→ **STATED TASK**
Copy out the part of the records that opens with the line containing "Our QA team would like to know where the distant" and closes with the line containing "left=9, top=8, right=251, bottom=41", both lines included, without any changes.
>> Begin SUPPLIED DATA
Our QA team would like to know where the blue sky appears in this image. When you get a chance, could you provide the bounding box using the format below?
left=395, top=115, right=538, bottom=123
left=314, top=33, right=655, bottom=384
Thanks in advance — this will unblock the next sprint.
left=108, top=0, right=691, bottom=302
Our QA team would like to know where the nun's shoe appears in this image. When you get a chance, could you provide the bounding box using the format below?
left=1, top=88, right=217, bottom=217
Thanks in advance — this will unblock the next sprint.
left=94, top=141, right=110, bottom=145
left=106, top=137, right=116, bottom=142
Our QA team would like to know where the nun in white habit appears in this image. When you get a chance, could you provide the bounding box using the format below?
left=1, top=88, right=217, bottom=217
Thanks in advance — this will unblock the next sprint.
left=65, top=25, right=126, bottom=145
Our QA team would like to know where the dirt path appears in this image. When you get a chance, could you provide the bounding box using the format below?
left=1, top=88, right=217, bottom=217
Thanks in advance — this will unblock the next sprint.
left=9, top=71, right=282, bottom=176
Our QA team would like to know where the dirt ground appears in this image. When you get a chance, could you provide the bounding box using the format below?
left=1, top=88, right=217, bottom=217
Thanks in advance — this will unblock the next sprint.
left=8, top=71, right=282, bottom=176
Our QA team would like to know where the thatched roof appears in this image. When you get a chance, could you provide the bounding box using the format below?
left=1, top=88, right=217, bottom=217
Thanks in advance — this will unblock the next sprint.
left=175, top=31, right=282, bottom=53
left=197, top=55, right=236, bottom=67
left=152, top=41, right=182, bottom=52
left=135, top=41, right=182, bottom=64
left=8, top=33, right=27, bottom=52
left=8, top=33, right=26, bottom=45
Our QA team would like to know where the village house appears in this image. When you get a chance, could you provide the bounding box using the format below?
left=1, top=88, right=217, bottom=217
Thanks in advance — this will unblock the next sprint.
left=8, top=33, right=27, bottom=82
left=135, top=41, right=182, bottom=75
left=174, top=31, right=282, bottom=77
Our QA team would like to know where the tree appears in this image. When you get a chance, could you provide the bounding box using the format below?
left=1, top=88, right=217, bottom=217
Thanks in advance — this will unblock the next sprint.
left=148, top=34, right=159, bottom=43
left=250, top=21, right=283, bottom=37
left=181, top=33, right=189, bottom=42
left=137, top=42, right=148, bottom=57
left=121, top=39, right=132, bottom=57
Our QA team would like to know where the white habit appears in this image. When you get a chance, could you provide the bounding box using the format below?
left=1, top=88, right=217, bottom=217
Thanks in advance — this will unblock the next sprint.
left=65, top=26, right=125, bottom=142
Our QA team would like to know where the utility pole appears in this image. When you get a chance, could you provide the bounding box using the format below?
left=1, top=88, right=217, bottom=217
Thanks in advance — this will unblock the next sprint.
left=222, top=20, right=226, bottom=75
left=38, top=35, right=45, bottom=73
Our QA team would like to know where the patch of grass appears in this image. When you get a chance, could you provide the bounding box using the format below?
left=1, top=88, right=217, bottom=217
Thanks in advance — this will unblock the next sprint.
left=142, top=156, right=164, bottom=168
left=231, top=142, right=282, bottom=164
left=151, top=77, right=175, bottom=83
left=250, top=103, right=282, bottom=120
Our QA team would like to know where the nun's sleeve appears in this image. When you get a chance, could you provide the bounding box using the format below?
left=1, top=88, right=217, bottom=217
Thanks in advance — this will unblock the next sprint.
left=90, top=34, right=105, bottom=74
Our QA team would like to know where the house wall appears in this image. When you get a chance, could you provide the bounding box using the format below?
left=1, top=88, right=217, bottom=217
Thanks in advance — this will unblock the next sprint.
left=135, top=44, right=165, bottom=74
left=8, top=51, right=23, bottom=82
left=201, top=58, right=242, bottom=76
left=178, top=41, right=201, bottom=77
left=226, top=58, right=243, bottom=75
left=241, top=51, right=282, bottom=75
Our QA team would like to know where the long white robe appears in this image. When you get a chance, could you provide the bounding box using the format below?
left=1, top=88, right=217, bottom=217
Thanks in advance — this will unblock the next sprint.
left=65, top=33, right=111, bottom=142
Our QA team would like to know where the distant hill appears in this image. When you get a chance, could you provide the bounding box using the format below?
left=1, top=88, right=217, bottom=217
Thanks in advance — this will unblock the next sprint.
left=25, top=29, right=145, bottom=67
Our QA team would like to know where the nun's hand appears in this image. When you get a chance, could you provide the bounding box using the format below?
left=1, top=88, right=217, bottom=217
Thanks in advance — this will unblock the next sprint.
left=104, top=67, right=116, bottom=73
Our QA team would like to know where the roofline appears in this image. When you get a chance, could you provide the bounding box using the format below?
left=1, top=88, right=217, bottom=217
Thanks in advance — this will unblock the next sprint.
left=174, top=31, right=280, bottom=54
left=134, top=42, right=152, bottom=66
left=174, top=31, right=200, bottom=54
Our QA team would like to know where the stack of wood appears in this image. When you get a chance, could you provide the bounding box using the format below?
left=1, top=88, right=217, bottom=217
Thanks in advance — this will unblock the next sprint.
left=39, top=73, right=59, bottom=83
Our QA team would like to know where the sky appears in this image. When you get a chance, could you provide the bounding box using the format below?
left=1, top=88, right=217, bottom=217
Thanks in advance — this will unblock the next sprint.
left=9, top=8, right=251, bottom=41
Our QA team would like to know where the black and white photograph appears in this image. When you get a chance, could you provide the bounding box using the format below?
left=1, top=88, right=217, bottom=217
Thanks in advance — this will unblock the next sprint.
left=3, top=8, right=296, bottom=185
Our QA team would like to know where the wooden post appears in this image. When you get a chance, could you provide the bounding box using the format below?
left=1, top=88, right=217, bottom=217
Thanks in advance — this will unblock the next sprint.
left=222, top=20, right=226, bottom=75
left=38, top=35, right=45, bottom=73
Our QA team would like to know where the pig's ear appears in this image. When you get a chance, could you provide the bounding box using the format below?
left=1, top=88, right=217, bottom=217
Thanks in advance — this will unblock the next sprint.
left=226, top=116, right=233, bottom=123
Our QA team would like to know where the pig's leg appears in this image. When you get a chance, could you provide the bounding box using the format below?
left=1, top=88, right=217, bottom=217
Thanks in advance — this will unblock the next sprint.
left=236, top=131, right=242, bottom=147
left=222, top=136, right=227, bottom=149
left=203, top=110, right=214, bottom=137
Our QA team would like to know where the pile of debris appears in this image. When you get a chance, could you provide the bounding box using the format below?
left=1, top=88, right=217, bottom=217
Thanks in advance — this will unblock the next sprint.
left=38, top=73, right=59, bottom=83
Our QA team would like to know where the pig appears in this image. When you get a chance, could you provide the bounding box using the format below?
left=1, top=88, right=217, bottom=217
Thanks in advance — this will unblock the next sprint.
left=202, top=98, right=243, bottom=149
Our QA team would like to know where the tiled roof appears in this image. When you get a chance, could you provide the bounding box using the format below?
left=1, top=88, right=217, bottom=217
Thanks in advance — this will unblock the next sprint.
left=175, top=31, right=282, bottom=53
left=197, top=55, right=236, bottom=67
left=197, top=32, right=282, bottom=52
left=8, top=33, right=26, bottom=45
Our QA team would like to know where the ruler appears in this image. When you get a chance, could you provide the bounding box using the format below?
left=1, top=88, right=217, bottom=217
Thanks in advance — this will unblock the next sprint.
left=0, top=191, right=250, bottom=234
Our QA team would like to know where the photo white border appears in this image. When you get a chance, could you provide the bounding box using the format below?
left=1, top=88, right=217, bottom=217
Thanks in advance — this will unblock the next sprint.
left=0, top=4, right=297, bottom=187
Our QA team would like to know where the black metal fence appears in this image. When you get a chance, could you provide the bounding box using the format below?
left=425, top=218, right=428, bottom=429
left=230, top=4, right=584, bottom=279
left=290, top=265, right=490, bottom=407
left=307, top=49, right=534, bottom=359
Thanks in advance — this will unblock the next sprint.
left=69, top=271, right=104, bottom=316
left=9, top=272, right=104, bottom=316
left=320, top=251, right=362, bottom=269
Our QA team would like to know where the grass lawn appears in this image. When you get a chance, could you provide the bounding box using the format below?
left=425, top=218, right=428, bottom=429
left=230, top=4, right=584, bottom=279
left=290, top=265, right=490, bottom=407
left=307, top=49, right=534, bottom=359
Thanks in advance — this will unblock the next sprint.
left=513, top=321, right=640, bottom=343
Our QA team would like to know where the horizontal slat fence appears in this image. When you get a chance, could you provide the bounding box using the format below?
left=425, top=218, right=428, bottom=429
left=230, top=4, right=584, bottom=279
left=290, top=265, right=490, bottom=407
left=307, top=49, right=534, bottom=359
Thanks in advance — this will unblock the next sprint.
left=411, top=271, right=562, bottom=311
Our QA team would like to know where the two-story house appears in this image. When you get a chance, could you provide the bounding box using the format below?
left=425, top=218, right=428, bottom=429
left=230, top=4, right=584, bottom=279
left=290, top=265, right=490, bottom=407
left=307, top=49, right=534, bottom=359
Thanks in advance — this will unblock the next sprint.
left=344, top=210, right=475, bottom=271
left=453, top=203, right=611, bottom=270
>> End SUPPLIED DATA
→ **ANSWER TO THE EXERCISE**
Our QA team would like to know where the distant hill appears in this image. When you get a chance, could you provide the bounding box using the format below?
left=1, top=88, right=217, bottom=217
Thanks in advance — this will unblock the next sprint.
left=25, top=29, right=145, bottom=67
Our QA team would like to know where the nun's hand appears in this image. When you get a chance, could you provide the bounding box using the format below?
left=1, top=88, right=217, bottom=217
Thanks in advance — this will unblock the next sprint.
left=104, top=67, right=116, bottom=73
Our QA team would like to know where the roofline appears in this image. When you get a chance, could you provide the bounding box using the format below?
left=1, top=88, right=217, bottom=217
Thanks in advance — this will unblock the next sprint.
left=174, top=31, right=280, bottom=54
left=134, top=42, right=152, bottom=66
left=174, top=31, right=200, bottom=54
Our QA team would like to know where the stack of wood appears in this image. When you get a chance, could you provide the bounding box using the format below?
left=1, top=88, right=217, bottom=217
Thanks in advance — this will unblock the next sprint.
left=39, top=73, right=59, bottom=83
Our QA team would like to know where the sky appears in this image. When you get a chance, could you provide the bounding box using the format below?
left=1, top=88, right=217, bottom=217
Thanks in advance — this will unblock the next sprint.
left=9, top=8, right=251, bottom=41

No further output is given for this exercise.